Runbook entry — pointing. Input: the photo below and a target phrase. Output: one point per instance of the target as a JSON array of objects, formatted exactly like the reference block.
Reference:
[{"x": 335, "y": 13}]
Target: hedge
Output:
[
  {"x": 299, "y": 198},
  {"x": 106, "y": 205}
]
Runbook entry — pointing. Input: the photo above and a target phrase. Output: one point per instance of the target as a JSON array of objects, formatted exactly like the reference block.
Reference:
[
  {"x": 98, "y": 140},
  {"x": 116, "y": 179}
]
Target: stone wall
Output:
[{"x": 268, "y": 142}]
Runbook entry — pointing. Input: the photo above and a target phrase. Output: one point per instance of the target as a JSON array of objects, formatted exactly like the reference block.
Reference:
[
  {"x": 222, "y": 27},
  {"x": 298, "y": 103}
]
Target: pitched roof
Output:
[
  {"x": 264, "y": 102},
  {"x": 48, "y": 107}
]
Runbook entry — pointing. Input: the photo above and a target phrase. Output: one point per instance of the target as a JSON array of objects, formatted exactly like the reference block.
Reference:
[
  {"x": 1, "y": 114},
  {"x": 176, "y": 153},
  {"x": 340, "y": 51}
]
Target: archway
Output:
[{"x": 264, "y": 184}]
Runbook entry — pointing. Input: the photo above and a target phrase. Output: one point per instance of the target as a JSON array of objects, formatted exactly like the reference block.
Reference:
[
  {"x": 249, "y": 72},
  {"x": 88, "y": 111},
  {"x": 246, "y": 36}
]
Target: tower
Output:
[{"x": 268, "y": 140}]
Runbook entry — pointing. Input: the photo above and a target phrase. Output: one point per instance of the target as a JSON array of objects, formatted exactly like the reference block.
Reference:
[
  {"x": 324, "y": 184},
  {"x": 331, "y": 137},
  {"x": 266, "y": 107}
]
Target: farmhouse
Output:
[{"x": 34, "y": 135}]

• • • •

## What to do
Repeat the data above exactly.

## Written answer
Runbook entry — pointing. Input: the photo below and a target phrase. Output: one point per instance of the target as a JSON array of objects, formatted exactly like the reference block.
Reference:
[{"x": 335, "y": 13}]
Target: hedge
Output:
[
  {"x": 299, "y": 198},
  {"x": 106, "y": 205}
]
Runbook entry — pointing. Input: the photo above and a target phrase. Output: one point per instance of the target as a JSON array of objects, formatted exactly like the reference block.
Reference:
[
  {"x": 98, "y": 140},
  {"x": 116, "y": 179}
]
Target: stone wall
Output:
[{"x": 268, "y": 142}]
Runbook entry — pointing. Input: the photo above and a target phrase. Output: one point per instance of the target as a JSON array of objects, formatted exactly like the reference block.
Reference:
[
  {"x": 222, "y": 27},
  {"x": 298, "y": 103}
]
Target: pitched roof
Output:
[
  {"x": 264, "y": 102},
  {"x": 48, "y": 107}
]
Runbook entry — pointing. Input: the photo above and a target phrase. Output: one point per instance of the target as a JSON array of objects, formatted exactly like the reference block.
Reference:
[
  {"x": 1, "y": 114},
  {"x": 176, "y": 153},
  {"x": 340, "y": 51}
]
Target: archway
Output:
[{"x": 264, "y": 184}]
Runbook entry — pointing. Input: the photo above and a target phrase. Output: one point per instance of the target as a JSON array of objects, formatted exactly like the reference block.
Reference:
[
  {"x": 249, "y": 72},
  {"x": 88, "y": 111},
  {"x": 246, "y": 36}
]
Target: tower
Output:
[{"x": 268, "y": 140}]
Runbook entry — pointing. Input: the photo above and a target phrase. Output: one point per instance of the target as a JSON array of objects, formatted exactly like the reference block.
Reference:
[
  {"x": 324, "y": 184},
  {"x": 331, "y": 137},
  {"x": 266, "y": 107}
]
Target: farmhouse
Output:
[{"x": 34, "y": 135}]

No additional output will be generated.